This week, US Secretary of State Condoleezza Rice will shuttle between Israel and the West Bank to help narrow gaps as Israel and the Palestinians try to frame contours of a final peace deal before a high stakes Mideast conference.
Rice was to arrive yesterday for her third visit to the region since Islamic Hamas militants violently took over the Gaza Strip in mid-June. She will meet with Palestinian and Israeli leaders to assess progress they have made on bridging divides ahead of the international conference, expected to take place in Annapolis, Maryland, at the end of next month.
One measure of the success of the US-sponsored meeting will be how far the sides move beforehand toward resolving key areas of dispute, like final borders, sovereignty over disputed Jerusalem and a solution for Palestinians who lost their homes in the war that followed Israel's 1948 creation. So far, the two sides are at odds over how detailed that peace deal framework should be, and both say no written agreement has been forged on any of these issues.

INPUT DATA |
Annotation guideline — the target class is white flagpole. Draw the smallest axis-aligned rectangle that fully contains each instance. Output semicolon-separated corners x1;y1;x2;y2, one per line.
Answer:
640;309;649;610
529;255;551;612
---
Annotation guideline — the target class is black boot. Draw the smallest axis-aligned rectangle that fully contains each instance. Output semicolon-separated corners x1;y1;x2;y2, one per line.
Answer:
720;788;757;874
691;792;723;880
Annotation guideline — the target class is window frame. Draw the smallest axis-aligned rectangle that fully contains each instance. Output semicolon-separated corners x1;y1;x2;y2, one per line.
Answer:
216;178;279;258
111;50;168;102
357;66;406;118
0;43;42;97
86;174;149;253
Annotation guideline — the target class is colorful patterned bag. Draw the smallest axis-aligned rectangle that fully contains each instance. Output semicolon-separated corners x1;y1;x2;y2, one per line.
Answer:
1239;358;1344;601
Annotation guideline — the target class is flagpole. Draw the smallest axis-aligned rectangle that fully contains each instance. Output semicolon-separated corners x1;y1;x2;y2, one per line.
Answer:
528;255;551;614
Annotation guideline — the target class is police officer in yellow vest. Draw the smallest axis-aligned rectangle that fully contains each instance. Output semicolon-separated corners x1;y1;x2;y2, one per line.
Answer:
---
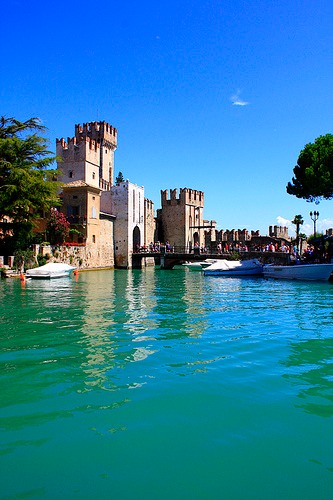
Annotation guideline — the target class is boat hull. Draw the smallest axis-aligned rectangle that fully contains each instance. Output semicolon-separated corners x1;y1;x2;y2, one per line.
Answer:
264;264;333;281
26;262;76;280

TASK REQUIREMENTS |
#1 Decide whether each statement agrees with the article on Rice's Mideast trip, and back each yes or no with the deciding words of the article, quoted exactly.
(a) Rice's visit is her third to the region since Hamas took over the Gaza Strip.
(b) The international conference is expected to take place in Washington, D.C.
(c) Both sides say they have a written agreement on final borders.
#2 Set down the part of the article on Rice's Mideast trip that opens with the words containing "This week, US" and closes with "stakes Mideast conference.", copying it word for word.
#3 Answer these questions from the article on Rice's Mideast trip.
(a) What job does Condoleezza Rice hold?
(b) In what month did Hamas take over the Gaza Strip?
(c) In what year was Israel created?
The rows come from a source other than the article on Rice's Mideast trip.

SOLUTIONS PER TASK |
#1
(a) Yes: "Rice was to arrive yesterday for her third visit to the region since Islamic Hamas militants violently took over the Gaza Strip in mid-June."
(b) No: "expected to take place in Annapolis, Maryland, at the end of next month."
(c) No: "both say no written agreement has been forged on any of these issues."

#2
This week, US Secretary of State Condoleezza Rice will shuttle between Israel and the West Bank to help narrow gaps as Israel and the Palestinians try to frame contours of a final peace deal before a high stakes Mideast conference.

#3
(a) US Secretary of State
(b) June
(c) 1948